**WORK INSTRUCTION:**
Find the lines in the entries that follow where the word "return" occurs, and state how many there are, with no other words.
■ ■ ■
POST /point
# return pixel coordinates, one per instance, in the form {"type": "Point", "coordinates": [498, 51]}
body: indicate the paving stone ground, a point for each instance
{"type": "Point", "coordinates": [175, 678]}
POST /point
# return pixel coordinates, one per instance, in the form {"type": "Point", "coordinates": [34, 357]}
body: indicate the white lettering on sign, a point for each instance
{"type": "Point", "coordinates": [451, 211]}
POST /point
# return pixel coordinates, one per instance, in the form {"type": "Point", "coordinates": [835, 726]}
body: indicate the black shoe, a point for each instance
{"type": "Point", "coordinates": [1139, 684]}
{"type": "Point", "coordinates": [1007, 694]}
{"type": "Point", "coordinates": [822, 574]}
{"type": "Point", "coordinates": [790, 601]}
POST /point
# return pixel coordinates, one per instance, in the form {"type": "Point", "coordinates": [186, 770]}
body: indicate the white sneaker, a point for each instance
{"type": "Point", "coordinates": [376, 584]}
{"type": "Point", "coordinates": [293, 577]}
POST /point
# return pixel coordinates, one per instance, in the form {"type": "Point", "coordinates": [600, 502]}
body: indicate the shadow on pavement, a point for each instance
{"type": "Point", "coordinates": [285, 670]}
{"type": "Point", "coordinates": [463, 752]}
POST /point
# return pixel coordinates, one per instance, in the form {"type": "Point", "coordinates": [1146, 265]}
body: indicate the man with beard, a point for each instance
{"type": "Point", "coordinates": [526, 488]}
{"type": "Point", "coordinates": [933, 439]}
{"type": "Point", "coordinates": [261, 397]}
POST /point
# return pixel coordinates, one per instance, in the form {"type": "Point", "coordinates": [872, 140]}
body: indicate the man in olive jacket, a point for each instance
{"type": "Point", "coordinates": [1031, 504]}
■ ■ ■
**REPLY:**
7